Segment Start: SOURCE PASSAGE

Bicarbonate binding activity of the CmpA protein of the cyanobacterium Synechococcus sp. strain PCC 7942 involved in active transport of bicarbonate

Abstract

The cmpABCD operon of the cyanobacterium Synechococcus sp. strain PCC 7942 encodes an ATP-binding cassette transporter involved in HCO(3)(-) uptake. The three genes, cmpBCD, encode membrane components of an ATP-binding cassette transporter, whereas cmpA encodes a 42-kDa cytoplasmic membrane protein, which is 46.5% identical to the membrane-anchored substrate-binding protein of the nitrate/nitrite transporter. Equilibrium dialysis analysis using H(14)CO(3)(-) showed that a truncated CmpA protein lacking the N-terminal 31 amino acids, expressed in Escherichia coli cells as a histidine-tagged soluble protein, specifically binds inorganic carbon (CO(2) or HCO(3)(-)). The addition of the recombinant CmpA protein to a buffer caused a decrease in the concentration of dissolved CO(2) because of the binding of inorganic carbon to the protein. The decrease in CO(2) concentration was accelerated by the addition of carbonic anhydrase, indicating that HCO(3)(-), but not CO(2), binds to the protein. Mass spectrometric measurements of the amounts of unbound and bound HCO(3)(-) in CmpA solutions containing low concentrations of inorganic carbon revealed that CmpA binds HCO(3)(-) with high affinity (K(d) = 5 microm). A similar dissociation constant was obtained by analysis of the competitive inhibition of the CmpA protein on the carboxylation of phosphoenolpyruvate by phosphoenolpyruvate carboxylase at limiting concentrations of HCO(3)(-). These findings showed that the cmpA gene encodes the substrate-binding protein of the HCO(3)(-) transporter.

Segment End: SOURCE PASSAGE

INSTRUCTIONS TO FOLLOW. From the abstract above, list every numerical value the text gives to describe the CmpA protein, each with what it measures.

Segment Start: RECORDS PROVIDED

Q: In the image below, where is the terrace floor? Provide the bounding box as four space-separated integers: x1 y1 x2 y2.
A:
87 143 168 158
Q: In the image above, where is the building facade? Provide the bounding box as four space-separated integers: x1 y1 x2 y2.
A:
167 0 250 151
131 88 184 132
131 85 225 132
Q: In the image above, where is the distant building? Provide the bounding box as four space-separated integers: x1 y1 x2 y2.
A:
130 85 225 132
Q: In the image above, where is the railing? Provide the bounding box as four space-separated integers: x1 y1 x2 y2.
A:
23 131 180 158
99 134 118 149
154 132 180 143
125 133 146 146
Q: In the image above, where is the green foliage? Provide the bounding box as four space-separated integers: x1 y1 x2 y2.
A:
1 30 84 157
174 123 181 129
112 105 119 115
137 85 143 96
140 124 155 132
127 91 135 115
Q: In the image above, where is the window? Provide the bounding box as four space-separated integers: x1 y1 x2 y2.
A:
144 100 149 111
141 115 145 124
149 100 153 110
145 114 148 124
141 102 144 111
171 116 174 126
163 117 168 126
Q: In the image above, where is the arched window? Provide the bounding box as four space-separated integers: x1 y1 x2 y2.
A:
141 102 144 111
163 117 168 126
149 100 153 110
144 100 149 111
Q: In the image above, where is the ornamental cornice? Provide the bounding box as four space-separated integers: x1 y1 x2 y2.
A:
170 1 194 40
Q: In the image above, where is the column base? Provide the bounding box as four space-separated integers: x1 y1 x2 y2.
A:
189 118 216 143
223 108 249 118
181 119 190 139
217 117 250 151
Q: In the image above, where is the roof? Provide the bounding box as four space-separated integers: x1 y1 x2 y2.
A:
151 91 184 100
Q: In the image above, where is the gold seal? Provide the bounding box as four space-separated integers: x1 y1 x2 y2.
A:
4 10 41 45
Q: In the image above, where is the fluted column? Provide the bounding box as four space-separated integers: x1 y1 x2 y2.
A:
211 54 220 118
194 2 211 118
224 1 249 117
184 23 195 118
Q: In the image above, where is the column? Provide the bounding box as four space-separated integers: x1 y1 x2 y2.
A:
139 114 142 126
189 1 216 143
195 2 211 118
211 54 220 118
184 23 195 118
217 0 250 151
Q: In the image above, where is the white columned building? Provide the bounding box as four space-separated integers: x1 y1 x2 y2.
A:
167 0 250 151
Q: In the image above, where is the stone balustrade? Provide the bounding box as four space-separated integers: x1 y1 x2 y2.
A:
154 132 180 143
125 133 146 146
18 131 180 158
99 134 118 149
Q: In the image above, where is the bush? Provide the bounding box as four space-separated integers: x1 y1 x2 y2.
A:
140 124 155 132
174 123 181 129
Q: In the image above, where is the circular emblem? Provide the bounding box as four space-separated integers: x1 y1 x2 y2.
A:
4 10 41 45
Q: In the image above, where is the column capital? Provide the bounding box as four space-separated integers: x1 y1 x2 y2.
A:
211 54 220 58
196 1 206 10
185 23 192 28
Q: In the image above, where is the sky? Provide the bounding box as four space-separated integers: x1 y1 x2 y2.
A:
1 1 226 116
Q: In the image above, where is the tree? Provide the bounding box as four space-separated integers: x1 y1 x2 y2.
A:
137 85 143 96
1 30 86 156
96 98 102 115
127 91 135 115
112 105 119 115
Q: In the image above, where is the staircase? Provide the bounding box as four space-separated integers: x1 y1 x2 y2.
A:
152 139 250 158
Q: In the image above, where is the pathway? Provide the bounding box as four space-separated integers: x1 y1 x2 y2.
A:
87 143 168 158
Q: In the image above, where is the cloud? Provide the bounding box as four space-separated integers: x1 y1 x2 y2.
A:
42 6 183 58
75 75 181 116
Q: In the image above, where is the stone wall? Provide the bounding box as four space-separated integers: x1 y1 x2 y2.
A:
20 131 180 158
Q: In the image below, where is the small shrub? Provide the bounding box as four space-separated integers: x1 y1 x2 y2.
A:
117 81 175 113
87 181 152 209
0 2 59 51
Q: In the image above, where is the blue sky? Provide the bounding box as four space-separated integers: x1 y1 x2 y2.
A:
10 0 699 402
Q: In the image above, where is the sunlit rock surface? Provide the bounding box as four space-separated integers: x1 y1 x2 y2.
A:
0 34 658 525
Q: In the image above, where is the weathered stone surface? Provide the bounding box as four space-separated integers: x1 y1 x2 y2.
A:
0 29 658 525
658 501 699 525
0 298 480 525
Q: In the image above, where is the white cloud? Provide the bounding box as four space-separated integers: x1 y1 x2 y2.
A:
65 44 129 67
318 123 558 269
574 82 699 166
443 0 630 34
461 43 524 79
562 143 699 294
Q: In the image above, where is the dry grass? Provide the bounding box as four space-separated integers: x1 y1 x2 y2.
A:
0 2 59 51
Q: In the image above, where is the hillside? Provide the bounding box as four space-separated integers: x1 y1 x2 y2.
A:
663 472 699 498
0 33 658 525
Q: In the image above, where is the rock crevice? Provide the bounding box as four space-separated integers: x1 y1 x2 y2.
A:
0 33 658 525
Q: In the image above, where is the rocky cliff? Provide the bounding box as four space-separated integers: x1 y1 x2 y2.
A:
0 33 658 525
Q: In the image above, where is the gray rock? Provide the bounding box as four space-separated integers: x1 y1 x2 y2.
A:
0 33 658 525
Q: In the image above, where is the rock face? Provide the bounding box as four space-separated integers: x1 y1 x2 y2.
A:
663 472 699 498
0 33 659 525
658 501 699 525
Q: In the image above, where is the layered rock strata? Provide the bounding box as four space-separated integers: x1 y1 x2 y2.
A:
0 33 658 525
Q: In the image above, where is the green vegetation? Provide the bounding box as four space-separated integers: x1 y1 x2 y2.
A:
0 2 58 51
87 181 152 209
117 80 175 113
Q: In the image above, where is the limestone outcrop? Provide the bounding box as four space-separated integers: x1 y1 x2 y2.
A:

Segment End: RECORDS PROVIDED

TASK RESULT.
- 42 kDa: the size of the cytoplasmic membrane protein that cmpA encodes
- 46.5%: its identity to the membrane-anchored substrate-binding protein of the nitrate/nitrite transporter
- 31 amino acids: the N-terminal stretch missing from the truncated CmpA expressed in Escherichia coli
- K(d) = 5 microm: the dissociation constant of CmpA's high-affinity binding of HCO(3)(-)